- [GIVEN INFORMATION]

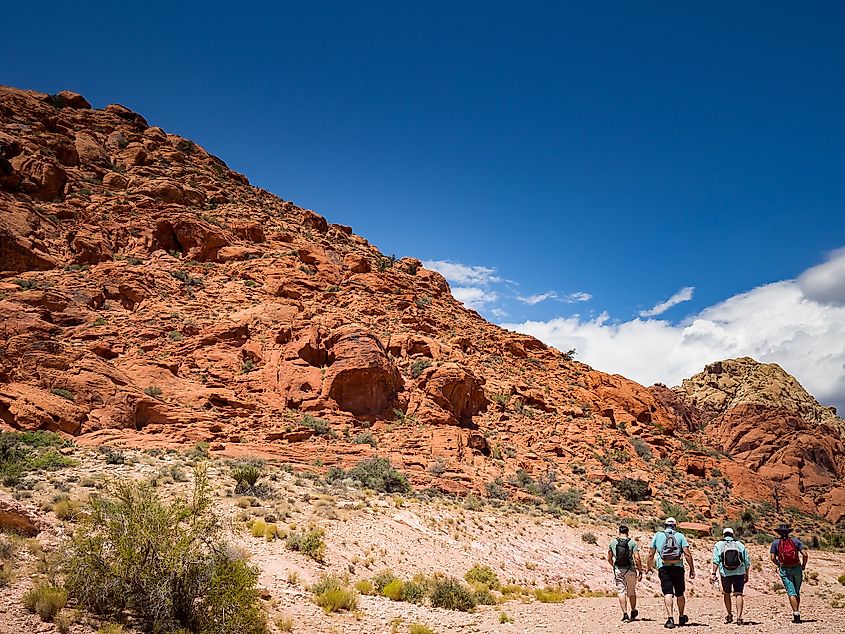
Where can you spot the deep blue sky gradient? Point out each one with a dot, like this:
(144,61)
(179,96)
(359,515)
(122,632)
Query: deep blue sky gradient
(626,149)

- [GOAL] Scale the records above by writing out all their lines again, requests included, with each point coordinate in the answers multiplied by 0.6 and rounded to a whole number, halves rounding up. Keep the coordinates in the requests as they are, and leave the pictures out.

- [SOLUTION TO THIS EXERCISE]
Where can you spot the deep blue sky gradient? Point out each one with a dot, like this:
(144,61)
(179,96)
(359,515)
(122,632)
Query: deep blue sky gradient
(376,89)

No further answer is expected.